▶ WORK TO BE COMPLETED: Copy out each of the items below word for word, leaving nothing out.

▶ Excerpts from a point labeling dataset:

═══

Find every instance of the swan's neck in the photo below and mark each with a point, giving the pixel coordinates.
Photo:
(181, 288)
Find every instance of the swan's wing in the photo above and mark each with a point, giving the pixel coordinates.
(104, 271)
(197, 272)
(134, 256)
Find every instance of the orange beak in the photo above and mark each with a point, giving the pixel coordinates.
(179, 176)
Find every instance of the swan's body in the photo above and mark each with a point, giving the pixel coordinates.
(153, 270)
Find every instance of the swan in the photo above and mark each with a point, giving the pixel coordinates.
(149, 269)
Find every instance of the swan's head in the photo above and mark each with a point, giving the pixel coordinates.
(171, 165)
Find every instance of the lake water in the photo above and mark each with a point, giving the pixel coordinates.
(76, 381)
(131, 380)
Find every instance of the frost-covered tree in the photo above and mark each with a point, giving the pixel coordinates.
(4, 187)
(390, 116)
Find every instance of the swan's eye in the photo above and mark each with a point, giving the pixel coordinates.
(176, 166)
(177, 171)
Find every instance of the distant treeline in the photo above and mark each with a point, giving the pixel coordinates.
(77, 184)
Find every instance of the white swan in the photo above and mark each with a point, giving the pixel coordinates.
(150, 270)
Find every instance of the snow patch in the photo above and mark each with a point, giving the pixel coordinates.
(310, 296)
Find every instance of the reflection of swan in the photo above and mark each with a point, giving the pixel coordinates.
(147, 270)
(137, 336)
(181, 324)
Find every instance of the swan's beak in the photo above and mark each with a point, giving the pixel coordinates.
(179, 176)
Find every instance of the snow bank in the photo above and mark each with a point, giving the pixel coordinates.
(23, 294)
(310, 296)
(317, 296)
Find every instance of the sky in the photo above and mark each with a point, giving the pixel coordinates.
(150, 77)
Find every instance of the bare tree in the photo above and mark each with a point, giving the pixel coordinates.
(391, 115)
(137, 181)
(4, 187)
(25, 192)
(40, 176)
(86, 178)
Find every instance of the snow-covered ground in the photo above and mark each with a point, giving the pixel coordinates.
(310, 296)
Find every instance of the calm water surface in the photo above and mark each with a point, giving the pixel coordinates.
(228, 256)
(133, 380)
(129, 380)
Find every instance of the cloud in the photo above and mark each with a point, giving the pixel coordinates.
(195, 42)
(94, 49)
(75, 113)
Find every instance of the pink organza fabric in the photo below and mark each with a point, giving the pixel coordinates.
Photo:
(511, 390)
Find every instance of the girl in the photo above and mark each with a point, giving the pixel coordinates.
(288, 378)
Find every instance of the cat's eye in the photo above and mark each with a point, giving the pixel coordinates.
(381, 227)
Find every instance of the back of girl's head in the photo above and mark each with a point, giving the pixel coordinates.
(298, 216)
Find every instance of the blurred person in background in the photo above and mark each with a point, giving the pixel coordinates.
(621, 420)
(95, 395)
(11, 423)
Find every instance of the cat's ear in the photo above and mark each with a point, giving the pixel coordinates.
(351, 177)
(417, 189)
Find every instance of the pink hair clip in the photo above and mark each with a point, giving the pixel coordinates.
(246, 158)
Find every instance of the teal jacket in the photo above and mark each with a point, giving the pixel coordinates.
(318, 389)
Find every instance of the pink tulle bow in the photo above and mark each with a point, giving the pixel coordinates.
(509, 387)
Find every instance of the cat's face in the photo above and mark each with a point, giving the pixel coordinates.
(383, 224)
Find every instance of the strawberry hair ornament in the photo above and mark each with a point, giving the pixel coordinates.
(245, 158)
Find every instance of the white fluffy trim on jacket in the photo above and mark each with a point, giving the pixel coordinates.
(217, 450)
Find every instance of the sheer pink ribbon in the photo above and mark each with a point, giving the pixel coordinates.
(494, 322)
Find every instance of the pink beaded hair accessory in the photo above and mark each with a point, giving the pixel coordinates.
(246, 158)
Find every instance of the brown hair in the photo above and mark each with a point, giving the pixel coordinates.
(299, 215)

═══

▶ ANSWER TO THE TASK:
Find every instance of the swan's neck in the photo below and mark each with a point, giving the pixel coordinates.
Photo:
(181, 288)
Find every instance of the swan's wing in the photo above and mark each with a point, giving the pixel coordinates.
(104, 271)
(197, 272)
(134, 256)
Find every instance of the orange beak in the photo above and mark each with a point, giving the pixel coordinates.
(179, 176)
Find every instance of the swan's body in the photo above and mark each with a point, giving the pixel coordinates.
(153, 270)
Find every instance of the swan in the photo above and mark each with a point, giving the pixel coordinates.
(149, 269)
Find every instance of the swan's head in the photo above and mark each with a point, giving the pixel coordinates.
(171, 165)
Find every instance of the lake water in the photo above and mark each with a point, giving the pixel coordinates.
(76, 381)
(131, 380)
Find every instance of the frost-covered tree in the photo above and mark each with a point, giving the pixel coordinates.
(4, 187)
(390, 116)
Find every instance of the swan's eye in the photo above and mark each with a point, giving the pixel coordinates.
(176, 166)
(177, 171)
Find every instance of the distant treeline in the photo above and mark each with a point, giving the pixel coordinates.
(77, 184)
Find every instance of the white swan in the photo above and mark each with a point, giving the pixel coordinates.
(150, 270)
Find every instance of the snow patch in the photo above and mark each with a point, giving the pixel coordinates.
(310, 296)
Find every instance of the reflection of swan in the photo above and mark each with a point, giving the pixel coordinates.
(147, 270)
(137, 336)
(181, 324)
Find every instance of the swan's beak in the photo above and mark each with a point, giving the pixel coordinates.
(179, 176)
Find every instance of the snow bank in the photo above and mark each with a point, giving the pixel coordinates.
(23, 294)
(310, 296)
(317, 296)
Find every instance of the sky in the photo above and mark each with a point, giving the pixel coordinates.
(150, 77)
Find every instance of the bare tree in the photo above and mark each with a point, giving the pixel coordinates.
(391, 115)
(137, 181)
(4, 187)
(25, 192)
(40, 176)
(86, 178)
Find every instance of the snow-covered ground in the photo above and mark each with a point, giving the pixel coordinates.
(310, 296)
Find every instance of the calm water surface in the photo above and mark each with a point, giving the pixel coordinates.
(228, 256)
(133, 380)
(129, 380)
Find every instance of the cloud in the photo above and mark each with a point, giving the pixel coordinates.
(195, 42)
(94, 49)
(75, 113)
Find every instance of the pink organza fabric in the photo below and mark each with a point, giving the pixel coordinates.
Photo:
(511, 390)
Find every instance of the girl in the photo above and mark each with a point, giving the pixel coordinates.
(288, 378)
Find every instance of the cat's eye in the photo above and mark each with a point, giving the pixel coordinates.
(381, 227)
Find every instance of the back of girl's head in the photo above and mark each with a point, giving the pixel coordinates.
(298, 216)
Find every instance of the blurred person in background in the photo above and mark each with a point, giving the pixel coordinates.
(621, 420)
(95, 395)
(11, 423)
Find every instance of the cat's ear in the photo above and mark each with a point, giving the pixel coordinates.
(351, 177)
(417, 189)
Find every instance of the pink hair clip in the photo above and mark each with a point, giving the pixel coordinates.
(246, 158)
Find every instance of the teal jacket in the photo above and mark each with a point, giving the pixel coordinates.
(318, 389)
Find every instance of the pink tulle bow in the photo above and mark each with a point, giving the pixel coordinates.
(509, 387)
Find every instance of the cat's face in the photo above and mark each with a point, giving the pixel coordinates.
(383, 224)
Find every instance of the strawberry hair ornament in the photo above and mark each with a point, giving the pixel coordinates.
(245, 158)
Find every instance of the white fluffy trim on jacket in the photo above and mark each with a point, giving the pixel coordinates.
(217, 450)
Find every instance of the sheer pink ribbon in the photo above and mark each with a point, giving the pixel coordinates.
(494, 322)
Find every instance of the pink beaded hair accessory in the photo above and mark each with a point, giving the pixel coordinates.
(246, 158)
Find every instance of the brown hair in the photo above and mark each with a point, giving the pixel coordinates.
(299, 215)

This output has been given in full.